*** Extract

Advantages: Efficient for frequent insertions/deletions (O(1) at head), dynamic size, no wasted memory for unused slots
Disadvantages: Slow random access and search (O(n)), higher memory overhead due to pointers
Use Case Suitability: Ideal for applications requiring sequential access and dynamic updates (e.g., task queues, playlists), but less suitable for frequent random access or sorted data (arrays or trees may be better)

B4.1.4 Explain BST structures, properties (AO2)

B4.1.4_1 Data organization with BSTs

Binary Search Tree (BST)

******

Write the next part of the study notes on binary search trees, picking up after their last line. The data comes from a separate source.

*** Excerpted records

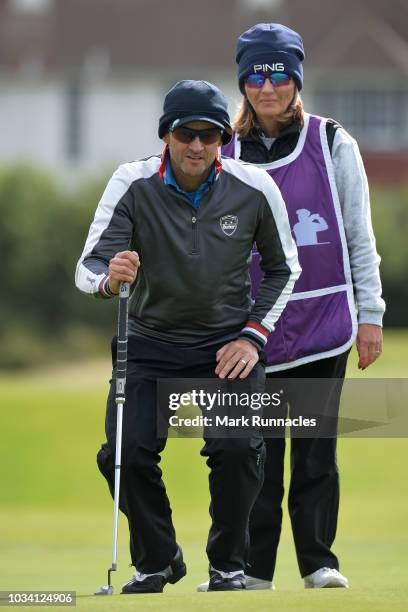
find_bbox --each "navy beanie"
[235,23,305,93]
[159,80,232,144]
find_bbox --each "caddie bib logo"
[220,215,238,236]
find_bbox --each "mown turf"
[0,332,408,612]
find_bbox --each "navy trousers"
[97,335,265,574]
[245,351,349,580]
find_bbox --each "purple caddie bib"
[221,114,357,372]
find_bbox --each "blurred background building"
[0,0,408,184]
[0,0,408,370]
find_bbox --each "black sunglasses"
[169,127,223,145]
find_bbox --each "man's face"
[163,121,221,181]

******
*** Excerpted records

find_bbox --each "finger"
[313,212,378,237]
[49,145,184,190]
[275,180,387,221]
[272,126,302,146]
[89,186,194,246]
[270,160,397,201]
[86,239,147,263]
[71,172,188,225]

******

* **Reply to the task**:
Description: A tree data structure where each node has at most two children (left and right), and for any node, all values in the left subtree are less than the node's value, and all values in the right subtree are greater
Data Organization: Nodes store data (e.g., integers, strings) and pointers to left and right children
The BST property (left < node < right) enables efficient searching, insertion, and deletion by narrowing the search space

Purpose

Organizes data hierarchically to support fast operations (e.g., search, insert, delete) compared to linear structures like arrays or linked lists
Example: A BST with root 10, left child 5, and right child 15 organizes data such that searching for 5 traverses left from the root
Use Case: Storing sorted data, such as a dictionary or phonebook, where quick lookups by key are needed

B4.1.4_2 Operations: insert, delete, traverse, search

Insert

Description: Adds a new value to the BST while maintaining the BST property
Process: Start at the root, compare the value to insert with the current node; move left if smaller, right if larger, until finding an empty spot
Example: Inserting 7 into a BST with nodes [10, 5, 15] places 7 as the right child of 5 (since 7 > 5 but < 10)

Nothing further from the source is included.